Exercise instructions -
Could you retype the stretch of the CD review from "Musica Secreta and" through "(Book 3) (Palestrina)"?

Text section -
[Start of Attachment]
Tag Archives: Secret Music

Sacred Hearts and Secret Music

SacredHearts 

Musica Secreta and Celestial Sirens

divine art dda 25077

reviewed by Neville Cohn

 

Missa Veni Sponsa Christi (Palestrina)

Lamentations for Holy Saturday (Book 3) (Palestrina)

Magnificat Sexti Toni (De Rore)

with motets by Palestrina and Rore and chants for The Feast of St Agnes

 

If you’ve come home after a terrible day at the office or, if you’ve spent hours in the kitchen getting the cake mix just right only to have it come from the oven a charred ruin, then don’t turn to Valium or take it out on the cat. There’s a much better option available.

 

It needs to be said at once, though, that the alternative offered could also be habit forming – but it’s an addiction that is entirely beneficial and can be thoroughly recommended. Toss the pills into the bin and give the cat his dinner – then put this CD on, sit back and let it work its soothing magic. An added bonus is that you don’t have to be musically literate – although that, of course, helps – to derive great listening pleasure from it.
[End of Attachment]
Supplied data -
[Start of Attachment]
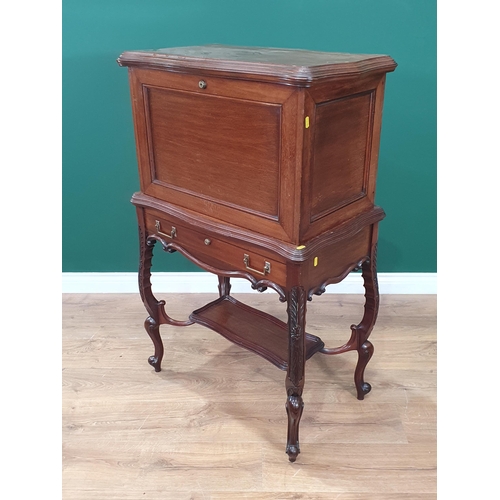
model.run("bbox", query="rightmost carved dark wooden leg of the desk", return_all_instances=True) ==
[351,245,379,399]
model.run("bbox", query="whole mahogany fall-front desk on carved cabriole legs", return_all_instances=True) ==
[118,45,396,462]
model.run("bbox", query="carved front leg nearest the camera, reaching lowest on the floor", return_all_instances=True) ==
[285,287,307,462]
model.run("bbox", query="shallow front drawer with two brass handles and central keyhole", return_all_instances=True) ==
[146,212,286,286]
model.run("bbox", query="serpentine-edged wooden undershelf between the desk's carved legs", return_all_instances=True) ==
[190,296,324,370]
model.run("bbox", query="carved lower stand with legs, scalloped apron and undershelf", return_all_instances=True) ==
[139,212,379,462]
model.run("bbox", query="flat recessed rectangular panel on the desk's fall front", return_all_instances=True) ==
[144,86,282,221]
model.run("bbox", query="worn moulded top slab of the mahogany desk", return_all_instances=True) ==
[118,45,397,83]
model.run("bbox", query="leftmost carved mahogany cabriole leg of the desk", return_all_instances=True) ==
[139,226,165,372]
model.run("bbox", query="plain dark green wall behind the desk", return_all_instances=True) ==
[62,0,436,272]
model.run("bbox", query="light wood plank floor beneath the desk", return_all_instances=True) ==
[62,293,436,500]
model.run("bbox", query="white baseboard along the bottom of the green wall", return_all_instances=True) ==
[62,272,437,295]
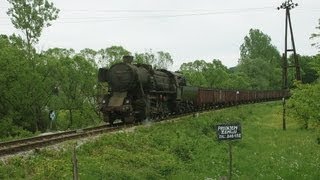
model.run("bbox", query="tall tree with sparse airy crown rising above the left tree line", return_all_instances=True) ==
[7,0,59,131]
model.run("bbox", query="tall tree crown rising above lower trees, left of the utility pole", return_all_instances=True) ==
[240,29,281,66]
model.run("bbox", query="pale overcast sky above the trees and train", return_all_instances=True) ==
[0,0,320,70]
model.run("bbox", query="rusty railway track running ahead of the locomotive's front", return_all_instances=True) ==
[0,124,134,157]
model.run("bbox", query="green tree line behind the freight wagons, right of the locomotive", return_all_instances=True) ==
[180,29,318,90]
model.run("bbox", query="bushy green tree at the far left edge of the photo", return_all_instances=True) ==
[0,35,27,129]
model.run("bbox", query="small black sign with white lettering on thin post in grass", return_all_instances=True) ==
[217,123,242,180]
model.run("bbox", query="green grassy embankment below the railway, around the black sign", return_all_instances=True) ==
[0,102,320,179]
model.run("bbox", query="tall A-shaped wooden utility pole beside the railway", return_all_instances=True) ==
[277,0,301,130]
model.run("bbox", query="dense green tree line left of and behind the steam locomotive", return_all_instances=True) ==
[0,35,172,136]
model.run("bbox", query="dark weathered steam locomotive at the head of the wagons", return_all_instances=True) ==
[98,56,186,124]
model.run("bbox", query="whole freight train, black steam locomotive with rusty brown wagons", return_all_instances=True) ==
[98,56,287,124]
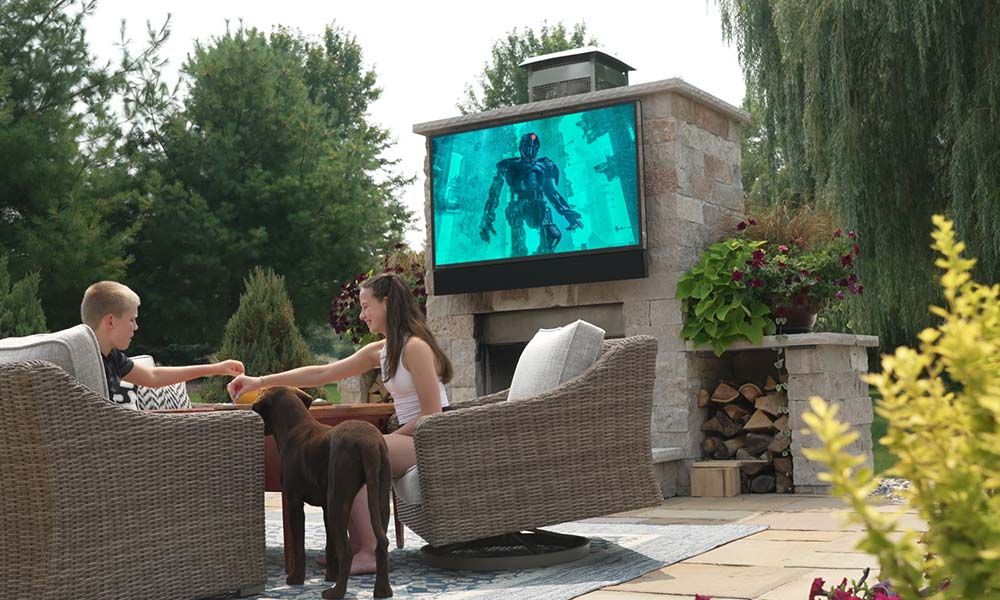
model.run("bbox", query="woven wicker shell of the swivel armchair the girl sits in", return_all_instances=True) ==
[396,336,662,547]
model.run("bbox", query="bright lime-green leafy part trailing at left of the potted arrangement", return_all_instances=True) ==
[677,238,774,356]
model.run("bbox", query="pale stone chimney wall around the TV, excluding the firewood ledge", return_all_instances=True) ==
[402,79,748,491]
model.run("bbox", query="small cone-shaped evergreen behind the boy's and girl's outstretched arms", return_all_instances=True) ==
[202,267,321,402]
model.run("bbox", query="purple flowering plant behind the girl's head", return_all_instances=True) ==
[330,244,427,346]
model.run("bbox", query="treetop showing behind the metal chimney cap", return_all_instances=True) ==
[458,21,597,115]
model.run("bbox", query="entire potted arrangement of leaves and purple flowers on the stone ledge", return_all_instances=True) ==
[677,209,864,355]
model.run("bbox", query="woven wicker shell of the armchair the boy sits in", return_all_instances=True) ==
[0,361,266,600]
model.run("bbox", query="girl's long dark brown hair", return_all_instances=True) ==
[361,273,454,383]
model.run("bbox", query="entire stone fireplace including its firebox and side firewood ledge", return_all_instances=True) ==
[341,79,877,497]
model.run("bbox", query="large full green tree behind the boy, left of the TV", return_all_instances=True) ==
[129,27,411,360]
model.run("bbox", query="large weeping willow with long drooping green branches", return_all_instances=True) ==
[719,0,1000,344]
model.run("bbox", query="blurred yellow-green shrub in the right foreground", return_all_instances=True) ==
[804,216,1000,599]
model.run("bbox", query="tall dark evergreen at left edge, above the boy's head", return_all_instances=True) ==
[0,0,167,329]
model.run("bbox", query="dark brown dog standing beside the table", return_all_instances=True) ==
[253,387,392,598]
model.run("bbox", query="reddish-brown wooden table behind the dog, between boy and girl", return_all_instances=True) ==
[154,404,403,572]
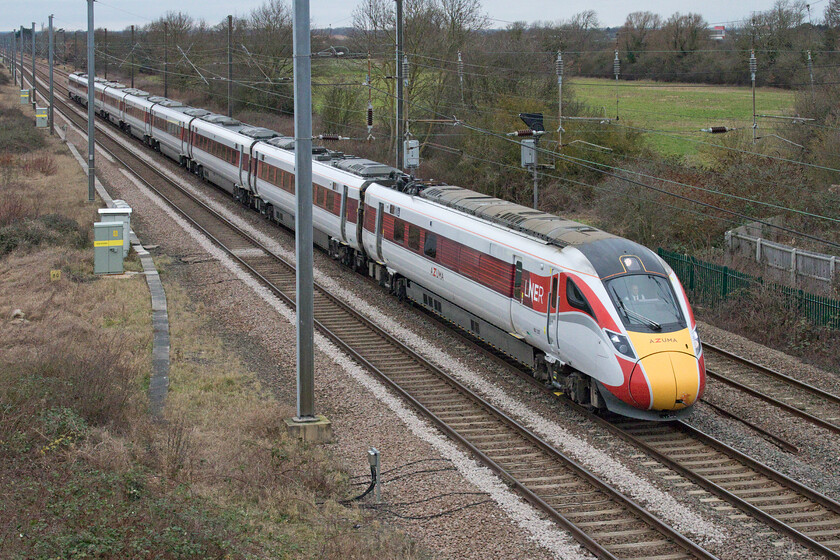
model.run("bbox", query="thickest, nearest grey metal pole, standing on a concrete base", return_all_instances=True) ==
[294,0,316,422]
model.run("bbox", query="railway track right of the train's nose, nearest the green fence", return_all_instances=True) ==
[703,343,840,434]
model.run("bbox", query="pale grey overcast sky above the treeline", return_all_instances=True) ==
[0,0,796,30]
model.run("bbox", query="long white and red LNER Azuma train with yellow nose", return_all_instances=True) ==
[69,73,705,420]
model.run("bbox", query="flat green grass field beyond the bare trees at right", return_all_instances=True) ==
[569,78,795,156]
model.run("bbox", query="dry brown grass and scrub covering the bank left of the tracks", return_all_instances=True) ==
[0,66,424,559]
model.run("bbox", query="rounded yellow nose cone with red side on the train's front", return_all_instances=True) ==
[630,352,699,410]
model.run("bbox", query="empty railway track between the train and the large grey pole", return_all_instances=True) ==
[18,61,714,560]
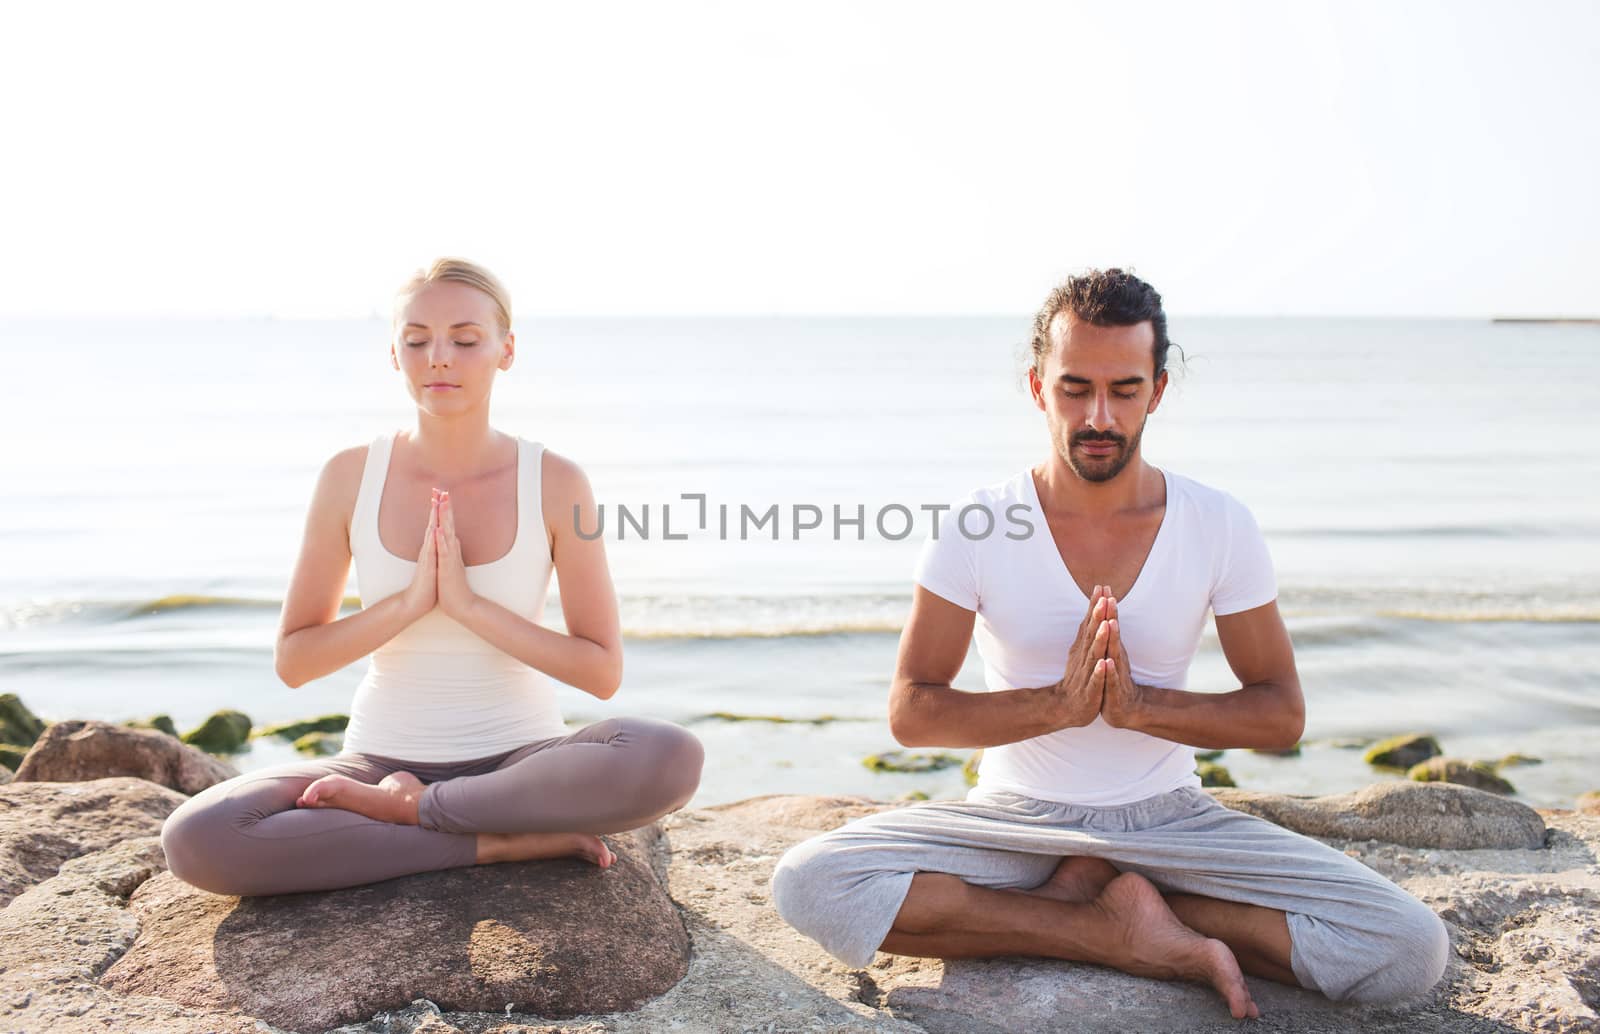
[End of Attachment]
Exercise answer -
Musica Secreta and Celestial Sirens

divine art dda 25077

reviewed by Neville Cohn

 

Missa Veni Sponsa Christi (Palestrina)

Lamentations for Holy Saturday (Book 3) (Palestrina)